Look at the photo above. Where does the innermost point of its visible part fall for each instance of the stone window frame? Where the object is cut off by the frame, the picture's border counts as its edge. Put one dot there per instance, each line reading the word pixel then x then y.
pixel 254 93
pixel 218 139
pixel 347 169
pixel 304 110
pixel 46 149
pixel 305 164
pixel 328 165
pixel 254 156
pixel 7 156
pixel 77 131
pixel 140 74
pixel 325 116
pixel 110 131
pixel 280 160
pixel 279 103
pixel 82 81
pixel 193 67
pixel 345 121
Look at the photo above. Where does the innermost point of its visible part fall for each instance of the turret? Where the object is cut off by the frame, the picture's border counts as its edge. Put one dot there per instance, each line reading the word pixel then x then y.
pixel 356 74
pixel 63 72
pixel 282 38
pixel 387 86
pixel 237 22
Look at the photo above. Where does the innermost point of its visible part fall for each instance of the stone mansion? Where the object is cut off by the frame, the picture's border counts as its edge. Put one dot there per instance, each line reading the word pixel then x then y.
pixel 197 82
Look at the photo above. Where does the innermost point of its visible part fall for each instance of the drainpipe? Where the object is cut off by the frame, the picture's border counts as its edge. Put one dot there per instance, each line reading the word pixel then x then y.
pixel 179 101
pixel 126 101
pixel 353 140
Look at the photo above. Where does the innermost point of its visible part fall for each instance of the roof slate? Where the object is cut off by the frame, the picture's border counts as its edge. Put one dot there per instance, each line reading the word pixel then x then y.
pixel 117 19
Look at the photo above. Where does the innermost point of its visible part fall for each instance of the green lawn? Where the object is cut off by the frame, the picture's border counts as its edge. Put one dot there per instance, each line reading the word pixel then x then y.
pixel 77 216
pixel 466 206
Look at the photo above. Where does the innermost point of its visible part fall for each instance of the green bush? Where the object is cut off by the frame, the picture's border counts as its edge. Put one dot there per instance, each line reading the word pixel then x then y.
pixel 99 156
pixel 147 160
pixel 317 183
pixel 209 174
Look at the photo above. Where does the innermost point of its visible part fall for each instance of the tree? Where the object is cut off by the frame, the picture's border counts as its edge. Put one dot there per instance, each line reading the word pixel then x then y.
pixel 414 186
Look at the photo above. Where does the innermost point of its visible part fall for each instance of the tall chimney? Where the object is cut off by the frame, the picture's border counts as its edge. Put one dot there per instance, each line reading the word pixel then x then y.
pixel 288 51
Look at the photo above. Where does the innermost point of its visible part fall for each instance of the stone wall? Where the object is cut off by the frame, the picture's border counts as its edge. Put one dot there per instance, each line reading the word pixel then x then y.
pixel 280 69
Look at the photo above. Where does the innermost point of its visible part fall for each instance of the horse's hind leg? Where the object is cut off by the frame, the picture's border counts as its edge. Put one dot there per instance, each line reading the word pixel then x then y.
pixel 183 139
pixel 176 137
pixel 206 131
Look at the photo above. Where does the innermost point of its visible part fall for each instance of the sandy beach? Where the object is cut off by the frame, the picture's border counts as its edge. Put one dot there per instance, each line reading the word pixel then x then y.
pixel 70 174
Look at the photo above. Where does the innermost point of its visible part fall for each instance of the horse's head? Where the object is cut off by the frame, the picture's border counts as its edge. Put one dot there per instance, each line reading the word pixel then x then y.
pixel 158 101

========

### WHAT THE TASK REQUIRES
Format every item above as a row in a two-column CSV with the headers item and answer. Put each item's text and its answer in one quoted field apiece, with line breaks replaced by spaces.

### OUTPUT BELOW
item,answer
"Look at the photo above. Where does the innermost point of its visible part fall for each instance of the stone window frame? Where the object is cut off by the frame, the picture's border counts as its edge. Put one dot there per instance, each line reading the word pixel then x then y.","pixel 254 93 pixel 218 139 pixel 347 169 pixel 304 110 pixel 46 149 pixel 305 164 pixel 328 165 pixel 254 156 pixel 7 156 pixel 77 131 pixel 140 74 pixel 325 116 pixel 110 131 pixel 280 160 pixel 279 103 pixel 82 81 pixel 193 67 pixel 345 121"
"Look at the photo above. Where does the innermost point of its visible part fall for each instance of the turret? Where the object is cut off by the frame, the picture's border counts as its edge. Put one dot there per instance, each line reading the word pixel then x then y.","pixel 356 74 pixel 63 72 pixel 282 38 pixel 387 86 pixel 237 22"
"Look at the photo above. Where does the innermost point of its visible part fall for each instance of the stone mansion? Where the object is cut off by the frame, the picture's border counts as its edge. Put one dot there per instance, each line reading the word pixel then x then y.","pixel 197 82"
"Look at the photo above. Where does the innermost point of its visible part fall for each instance of the drainpipe? Where the object is cut off by the frame, the picture's border counts as its edge. Put one dot there per instance, each line reading the word pixel then x then y.","pixel 179 101 pixel 126 101 pixel 353 140"
"Look at the photo above. Where does the innermost point of its visible part fall for each instance of the roof slate? Where the object is cut off by the frame, the picture's border counts as its edge. Put one dot there per instance, each line reading the word pixel then x then y.","pixel 117 19"
"Look at the photo above. Where does the innermost point of its visible part fall for each instance of the green lawn? Where the object is cut off by the frame, the picture's border counts as its edge. Put one dot there per instance, each line reading the word pixel then x then y.","pixel 77 216 pixel 466 206"
"Look at the photo above. Where does the innermost point of its visible part fall for each instance of the green bush? Where the object is cut off by the frame, the picture's border counts as its edge. Put one dot there per instance, each line reading the word pixel then x then y.","pixel 99 156 pixel 147 160 pixel 317 183 pixel 209 174"
"Look at the photo above. Where does the innermost point of its visible part fall for each instance of the tree? Where the object is cut off by the frame, the picture's border counts as its edge. Put one dot there per instance, each line reading the word pixel then x then y.","pixel 414 186"
"Look at the photo above. Where does the innermost point of its visible part fall for each instance of the tall chimney? Where the object is cut off by the frame, the picture's border counts as its edge. Put one dot there per instance, each line reading the word pixel then x then y.","pixel 288 51"
"Look at the photo above. Where does the innermost point of its visible part fall for each instance of the stone wall? Where the object is cut off by the frame, the picture's border counts as its edge. Put one dot there per instance, each line reading the word pixel then x then y.","pixel 280 69"
"Look at the photo above. Where does the innermost point of its visible part fall for each instance of the horse's hind leg? Where the object is cut off by the frame, the picture's border counts as its edge. Put one dot there per instance, each line reading the word pixel then x then y.","pixel 183 139 pixel 176 137 pixel 206 131"
"Look at the photo above. Where does the innermost point of its visible part fall for each instance of the sandy beach? Where the object is cut off by the frame, the picture's border counts as its edge. Put one dot there per instance, each line reading the word pixel then x then y.","pixel 70 174"
"Look at the photo above. Where does the innermost point of its visible part fall for each instance of the horse's head? Where the object is cut off by the frame, the picture's border counts as its edge. Put one dot there per instance, each line reading the word pixel then x then y.","pixel 158 101"